* [TEXTO EXTRAÍDO]:
%%

O medo do desemprego e a falta de confiança na economia têm levado milhares de brasileiros a renegociar dívidas em atraso ou caras demais. Somente nos dois primeiros meses deste ano, segundo o Banco Central, as renegociações de contratos com instituições financeiras somaram R$ 5,3 bilhões, valor 14,7% superior ao do mesmo período de 2014. Em média, são R$ 2,6 bilhões por mês.

Quase 60% das famílias têm dívidas com cheque pré-datado, cartão de crédito, cheque especial, carnê de lojas, empréstimo pessoal, prestações de carro e seguro. O eletrotécnico João da Silva Vidal, 54 anos, trabalha em uma grande empresa do setor de telecomunicações, mas receia perder o emprego ao longo do ano. “Tenho consciência de que muitas pessoas foram demitidas nos setores da indústria e de serviços. Não quero entrar na lista de dispensados”, disse.

%%

* [OBJETIVO DA TAREFA]: Cite, sem alterar nada, o trecho do texto extraído que se inicia com as palavras "O medo do desemprego" e se encerra com "bilhões por mês.". Os registros não fazem falta para o que se pede.

* [DADOS BRUTOS]:

%%

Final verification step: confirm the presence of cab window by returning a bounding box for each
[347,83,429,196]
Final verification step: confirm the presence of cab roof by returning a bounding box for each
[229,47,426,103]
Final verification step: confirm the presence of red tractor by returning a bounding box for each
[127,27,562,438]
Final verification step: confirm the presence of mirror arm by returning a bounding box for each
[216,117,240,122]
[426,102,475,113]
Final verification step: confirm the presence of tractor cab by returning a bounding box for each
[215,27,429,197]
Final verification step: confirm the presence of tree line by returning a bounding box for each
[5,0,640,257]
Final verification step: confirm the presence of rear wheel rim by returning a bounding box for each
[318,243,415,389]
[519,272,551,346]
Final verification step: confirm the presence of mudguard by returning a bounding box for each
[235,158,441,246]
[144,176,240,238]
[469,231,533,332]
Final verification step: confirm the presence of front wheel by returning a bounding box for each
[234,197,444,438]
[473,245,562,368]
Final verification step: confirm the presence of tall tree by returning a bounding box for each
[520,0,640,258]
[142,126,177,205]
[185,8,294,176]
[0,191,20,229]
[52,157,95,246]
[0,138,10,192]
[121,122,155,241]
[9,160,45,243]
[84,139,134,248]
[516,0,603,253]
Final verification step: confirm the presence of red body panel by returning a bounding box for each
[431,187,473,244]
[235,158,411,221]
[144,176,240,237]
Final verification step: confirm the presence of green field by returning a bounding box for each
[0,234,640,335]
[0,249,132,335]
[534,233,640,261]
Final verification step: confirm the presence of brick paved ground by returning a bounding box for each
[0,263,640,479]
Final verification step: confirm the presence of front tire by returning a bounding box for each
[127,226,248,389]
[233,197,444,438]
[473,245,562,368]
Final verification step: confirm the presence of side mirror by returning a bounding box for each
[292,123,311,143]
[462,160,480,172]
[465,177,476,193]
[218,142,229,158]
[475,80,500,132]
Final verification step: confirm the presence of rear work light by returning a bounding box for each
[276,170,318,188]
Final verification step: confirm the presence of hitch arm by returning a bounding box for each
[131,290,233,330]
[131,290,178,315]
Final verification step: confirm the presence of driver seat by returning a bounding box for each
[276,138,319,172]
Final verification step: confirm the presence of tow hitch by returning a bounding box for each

%%

* [RESPOSTA DO EXERCÍCIO]:
O medo do desemprego e a falta de confiança na economia têm levado milhares de brasileiros a renegociar dívidas em atraso ou caras demais. Somente nos dois primeiros meses deste ano, segundo o Banco Central, as renegociações de contratos com instituições financeiras somaram R$ 5,3 bilhões, valor 14,7% superior ao do mesmo período de 2014. Em média, são R$ 2,6 bilhões por mês.